*Text provided*.

>> START

# Attic Fan or Not?



## firebroad (Jun 18, 2012)

When I bought my place, I had central air put in the attic of my 1091 sf rancher. At the same time, the installer recommended a thermostatically controlled attic fan installed on the roof. Both of these installations were done at the same time, and I also had a roofer put on a 35 year roof.

Now six years later, the fan is kaput. The A/C guys say this is about as long as these critters last, and will swap it out for about $350.
Doing a little research, I have discovered that
1) Indeed, 5 years is the usual life expectancy of a motor-drivien fan.
2) There are solar powered fans, but I would have to have the p/v panel routed to the sunny side of the roof, and probably should have a thermostat installed--these babies cost more, and some are only warranted for 5 years or so unless you get a Natural Light, which is warranted for 25 years and the nearest installer is on the other side of the state.
3) Have the roofer rip it out, repair the hole and shingle over it, because the roof is equipped with gable vents, soffit vents, and ridge vents. Price at present is not known.

I am neither handy nor strong, (and I don't "know" anyone),so my choices are limited to hiring out.
Any body know anything more than I do that would help me decide which route to go? I do not want to keep forking over $$ every couple of years, especially if a fan is not really doing me any good.


----------



## fossil (Jun 18, 2012)

firebroad said:


> ...the roof is equipped with gable vents, soffit vents, and ridge vents...


 
Then I don't understand why you have the fan at all.  No real compelling reason to do anything at all about it.  Just make sure it's got no power and forget about it.  Rick


----------



## firebroad (Jun 18, 2012)

fossil said:


> Then I don't understand why you have the fan at all. No real compelling reason to do anything at all about it. Just make sure it's got no power and forget about it. Rick


Thanks, Rick;  The reason it is there is because a A/C guys thought it needed it.  I knew nothing about the ridge vents, and they may not have been there before I contracted to get the new roof.  I never really liked the idea of that hole up there, letting in bees and such--so you think I should just ignore it rather than get it sealed up?


----------



## heat seeker (Jun 18, 2012)

The fan will definitely keep the attic cooler, which will prolong the life of your shingles, and reduce the load on the AC. I would replace it. That said, I don't have one, but am considering installing a gable fan to serve the same purpose.


----------



## fossil (Jun 18, 2012)

>> END

*Short exercise A*.
Name each kind of vent the attic fan thread says the roof has.

*Available data*.
>> START

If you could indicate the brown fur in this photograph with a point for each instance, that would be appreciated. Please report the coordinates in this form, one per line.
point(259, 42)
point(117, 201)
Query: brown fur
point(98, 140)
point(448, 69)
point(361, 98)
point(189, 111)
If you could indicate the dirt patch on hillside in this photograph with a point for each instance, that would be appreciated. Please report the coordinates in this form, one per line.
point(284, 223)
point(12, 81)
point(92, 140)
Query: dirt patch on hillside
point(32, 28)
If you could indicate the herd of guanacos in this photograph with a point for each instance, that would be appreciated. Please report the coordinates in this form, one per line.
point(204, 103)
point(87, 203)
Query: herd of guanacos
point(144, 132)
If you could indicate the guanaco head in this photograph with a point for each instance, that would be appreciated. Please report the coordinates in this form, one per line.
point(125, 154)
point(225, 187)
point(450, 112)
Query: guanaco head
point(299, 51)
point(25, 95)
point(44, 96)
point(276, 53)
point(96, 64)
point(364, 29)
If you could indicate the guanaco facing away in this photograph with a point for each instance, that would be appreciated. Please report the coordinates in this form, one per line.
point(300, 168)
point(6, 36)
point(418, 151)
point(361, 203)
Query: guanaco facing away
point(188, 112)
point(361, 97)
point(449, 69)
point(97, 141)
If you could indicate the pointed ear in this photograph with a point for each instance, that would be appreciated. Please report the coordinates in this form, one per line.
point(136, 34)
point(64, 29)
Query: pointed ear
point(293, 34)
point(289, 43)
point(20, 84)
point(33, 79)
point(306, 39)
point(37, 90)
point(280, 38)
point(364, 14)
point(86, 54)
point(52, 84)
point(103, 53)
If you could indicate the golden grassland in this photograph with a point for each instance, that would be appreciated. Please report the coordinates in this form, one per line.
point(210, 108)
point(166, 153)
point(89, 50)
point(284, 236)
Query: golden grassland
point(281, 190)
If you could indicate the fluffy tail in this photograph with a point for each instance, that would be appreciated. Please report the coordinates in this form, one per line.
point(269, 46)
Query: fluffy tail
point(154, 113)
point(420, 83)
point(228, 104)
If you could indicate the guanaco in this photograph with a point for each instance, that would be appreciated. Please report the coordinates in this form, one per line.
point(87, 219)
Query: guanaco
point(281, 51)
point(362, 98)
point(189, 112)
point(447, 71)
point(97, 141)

>> END

*Short exercise B*.
In the entries, copy word for word everything from the line containing "If you could indicate the golden" down to the line containing "point(228, 104)", including both of those lines.

*Correct output A*.
- Gable vents
- Soffit vents
- Ridge vents

*Correct output B*.
If you could indicate the golden grassland in this photograph with a point for each instance, that would be appreciated. Please report the coordinates in this form, one per line.
point(210, 108)
point(166, 153)
point(89, 50)
point(284, 236)
Query: golden grassland
point(281, 190)
If you could indicate the fluffy tail in this photograph with a point for each instance, that would be appreciated. Please report the coordinates in this form, one per line.
point(269, 46)
Query: fluffy tail
point(154, 113)
point(420, 83)
point(228, 104)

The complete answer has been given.